• [Exercise brief]:
Offset the answer coordinates in the records by 82. Rewrite every line from the line with "Please review the image above and annotate the tent" through the line with "xmin=377 ymin=395 xmax=999 ymax=440", leaving the requests and their format samples unchanged.

• [Dataset extract]:
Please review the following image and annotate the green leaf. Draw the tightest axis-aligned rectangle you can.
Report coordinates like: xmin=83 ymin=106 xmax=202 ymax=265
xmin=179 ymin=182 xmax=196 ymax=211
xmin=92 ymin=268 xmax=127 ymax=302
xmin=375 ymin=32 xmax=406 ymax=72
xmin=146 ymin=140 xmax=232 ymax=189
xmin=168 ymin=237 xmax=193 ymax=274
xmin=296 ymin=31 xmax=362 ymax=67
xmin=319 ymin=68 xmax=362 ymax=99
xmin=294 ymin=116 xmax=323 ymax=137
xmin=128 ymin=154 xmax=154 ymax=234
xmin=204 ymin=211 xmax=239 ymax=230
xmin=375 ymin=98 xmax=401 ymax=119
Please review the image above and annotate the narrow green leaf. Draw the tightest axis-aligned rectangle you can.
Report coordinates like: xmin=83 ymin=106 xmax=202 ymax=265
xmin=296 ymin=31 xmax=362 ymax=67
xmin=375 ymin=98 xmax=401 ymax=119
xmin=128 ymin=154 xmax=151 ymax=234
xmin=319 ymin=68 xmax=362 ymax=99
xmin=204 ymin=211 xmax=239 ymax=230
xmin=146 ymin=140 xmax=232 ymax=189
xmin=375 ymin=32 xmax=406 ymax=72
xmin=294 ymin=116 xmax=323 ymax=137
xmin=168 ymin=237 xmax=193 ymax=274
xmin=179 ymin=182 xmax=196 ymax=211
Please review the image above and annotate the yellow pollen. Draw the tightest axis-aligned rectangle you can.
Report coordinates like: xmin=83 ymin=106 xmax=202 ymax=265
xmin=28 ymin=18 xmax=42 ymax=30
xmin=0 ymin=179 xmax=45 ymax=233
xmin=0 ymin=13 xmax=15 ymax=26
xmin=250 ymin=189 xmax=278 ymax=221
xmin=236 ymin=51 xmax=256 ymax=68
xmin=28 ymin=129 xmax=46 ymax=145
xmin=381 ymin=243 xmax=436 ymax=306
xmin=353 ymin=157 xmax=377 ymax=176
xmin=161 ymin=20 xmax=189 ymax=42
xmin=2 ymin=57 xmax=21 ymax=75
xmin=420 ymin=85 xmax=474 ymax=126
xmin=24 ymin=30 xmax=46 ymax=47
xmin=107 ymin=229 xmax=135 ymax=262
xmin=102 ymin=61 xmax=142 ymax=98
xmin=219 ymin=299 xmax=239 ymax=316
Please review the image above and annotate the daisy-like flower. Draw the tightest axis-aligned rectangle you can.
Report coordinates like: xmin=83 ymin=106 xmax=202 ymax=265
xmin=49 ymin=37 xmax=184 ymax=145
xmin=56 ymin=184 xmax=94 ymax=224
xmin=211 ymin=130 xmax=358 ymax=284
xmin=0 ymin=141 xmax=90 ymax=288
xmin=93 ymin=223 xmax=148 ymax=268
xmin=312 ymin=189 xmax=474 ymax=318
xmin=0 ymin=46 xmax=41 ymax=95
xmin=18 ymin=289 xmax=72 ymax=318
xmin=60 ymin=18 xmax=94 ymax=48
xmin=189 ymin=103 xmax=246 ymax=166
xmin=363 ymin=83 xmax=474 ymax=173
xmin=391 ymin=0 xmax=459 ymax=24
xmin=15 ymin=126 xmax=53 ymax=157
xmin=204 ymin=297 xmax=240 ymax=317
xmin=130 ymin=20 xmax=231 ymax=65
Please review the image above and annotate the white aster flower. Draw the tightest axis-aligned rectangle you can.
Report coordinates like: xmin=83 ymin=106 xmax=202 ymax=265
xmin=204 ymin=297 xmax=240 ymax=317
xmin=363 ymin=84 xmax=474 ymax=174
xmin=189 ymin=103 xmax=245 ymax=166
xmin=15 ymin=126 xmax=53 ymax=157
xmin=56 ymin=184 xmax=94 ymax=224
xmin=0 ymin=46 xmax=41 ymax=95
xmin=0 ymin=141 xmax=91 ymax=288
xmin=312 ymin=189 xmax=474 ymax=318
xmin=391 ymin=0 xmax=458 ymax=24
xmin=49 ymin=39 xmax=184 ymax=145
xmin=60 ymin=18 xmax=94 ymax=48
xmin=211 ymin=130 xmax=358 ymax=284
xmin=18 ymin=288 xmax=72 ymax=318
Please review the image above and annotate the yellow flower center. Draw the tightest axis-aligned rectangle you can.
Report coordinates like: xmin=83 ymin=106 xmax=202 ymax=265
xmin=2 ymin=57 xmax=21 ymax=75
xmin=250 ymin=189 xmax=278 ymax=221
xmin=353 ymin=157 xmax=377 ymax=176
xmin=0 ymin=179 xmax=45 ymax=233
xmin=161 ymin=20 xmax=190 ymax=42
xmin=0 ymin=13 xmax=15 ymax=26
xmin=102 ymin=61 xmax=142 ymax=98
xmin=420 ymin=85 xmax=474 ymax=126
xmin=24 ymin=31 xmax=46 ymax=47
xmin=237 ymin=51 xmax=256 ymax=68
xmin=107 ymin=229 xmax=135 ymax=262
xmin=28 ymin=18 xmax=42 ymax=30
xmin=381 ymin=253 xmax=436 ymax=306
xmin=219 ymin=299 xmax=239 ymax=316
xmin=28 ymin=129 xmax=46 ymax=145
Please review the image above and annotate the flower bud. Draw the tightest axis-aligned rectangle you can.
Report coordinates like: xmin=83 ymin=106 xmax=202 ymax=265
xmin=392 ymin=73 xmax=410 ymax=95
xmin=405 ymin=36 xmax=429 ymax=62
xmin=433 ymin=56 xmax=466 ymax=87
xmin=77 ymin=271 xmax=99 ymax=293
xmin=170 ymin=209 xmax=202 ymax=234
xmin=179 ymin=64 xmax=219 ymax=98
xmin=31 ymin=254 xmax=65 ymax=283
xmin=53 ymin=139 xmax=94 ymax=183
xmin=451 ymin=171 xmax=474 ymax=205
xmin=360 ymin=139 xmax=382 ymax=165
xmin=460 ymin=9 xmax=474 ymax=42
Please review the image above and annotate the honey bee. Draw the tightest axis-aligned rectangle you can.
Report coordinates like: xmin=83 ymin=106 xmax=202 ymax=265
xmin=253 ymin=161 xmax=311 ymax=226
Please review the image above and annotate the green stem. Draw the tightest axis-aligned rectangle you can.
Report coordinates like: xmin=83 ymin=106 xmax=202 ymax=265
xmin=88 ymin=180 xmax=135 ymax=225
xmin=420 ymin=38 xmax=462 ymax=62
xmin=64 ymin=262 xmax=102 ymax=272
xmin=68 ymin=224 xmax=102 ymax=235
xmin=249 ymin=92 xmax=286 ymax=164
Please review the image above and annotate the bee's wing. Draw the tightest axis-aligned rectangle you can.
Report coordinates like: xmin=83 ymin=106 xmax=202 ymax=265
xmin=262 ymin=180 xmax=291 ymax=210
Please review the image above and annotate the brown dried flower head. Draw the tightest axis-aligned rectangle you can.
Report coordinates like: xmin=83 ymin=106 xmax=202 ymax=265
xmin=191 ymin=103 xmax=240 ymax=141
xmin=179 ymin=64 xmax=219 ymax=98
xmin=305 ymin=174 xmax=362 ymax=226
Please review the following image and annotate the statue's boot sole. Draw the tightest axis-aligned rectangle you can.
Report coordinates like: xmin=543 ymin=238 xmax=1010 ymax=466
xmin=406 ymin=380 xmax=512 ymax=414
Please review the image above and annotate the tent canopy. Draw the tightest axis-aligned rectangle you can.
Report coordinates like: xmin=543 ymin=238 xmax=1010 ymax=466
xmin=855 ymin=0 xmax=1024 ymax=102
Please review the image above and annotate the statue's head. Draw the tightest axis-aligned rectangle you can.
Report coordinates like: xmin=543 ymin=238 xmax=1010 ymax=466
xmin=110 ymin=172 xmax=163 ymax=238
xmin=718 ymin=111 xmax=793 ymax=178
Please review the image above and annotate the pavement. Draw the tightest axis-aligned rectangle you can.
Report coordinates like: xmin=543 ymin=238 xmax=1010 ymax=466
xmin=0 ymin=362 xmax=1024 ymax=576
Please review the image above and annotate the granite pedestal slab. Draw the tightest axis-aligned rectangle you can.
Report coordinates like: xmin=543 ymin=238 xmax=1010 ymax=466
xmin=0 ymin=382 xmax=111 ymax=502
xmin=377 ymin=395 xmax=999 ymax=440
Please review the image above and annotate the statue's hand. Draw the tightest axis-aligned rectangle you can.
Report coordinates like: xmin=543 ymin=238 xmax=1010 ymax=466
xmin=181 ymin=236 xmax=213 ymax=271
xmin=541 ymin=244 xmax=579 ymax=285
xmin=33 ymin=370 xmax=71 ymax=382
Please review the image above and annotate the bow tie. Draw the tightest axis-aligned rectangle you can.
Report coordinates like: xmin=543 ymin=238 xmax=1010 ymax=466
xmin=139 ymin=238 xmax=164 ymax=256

• [Answer in full]:
Please review the image above and annotate the tent canopy. Draw the tightest axis-aligned rectangle you can.
Report coordinates like: xmin=543 ymin=238 xmax=1010 ymax=466
xmin=937 ymin=82 xmax=1106 ymax=184
Please review the image above and annotate the statue's head. Draw the tightest axis-aligned rectangle you can.
Report coordinates like: xmin=543 ymin=238 xmax=1010 ymax=466
xmin=192 ymin=254 xmax=245 ymax=320
xmin=800 ymin=193 xmax=875 ymax=260
Please review the image above and annotate the pavement. Draw the tightest axis-aligned rectangle you can.
Report coordinates like: xmin=543 ymin=238 xmax=1010 ymax=466
xmin=82 ymin=444 xmax=1106 ymax=658
Please review the image above and annotate the granite pedestal slab. Draw the tightest axis-aligned rectangle you can.
Report coordinates like: xmin=543 ymin=238 xmax=1010 ymax=466
xmin=82 ymin=464 xmax=193 ymax=584
xmin=459 ymin=477 xmax=1081 ymax=522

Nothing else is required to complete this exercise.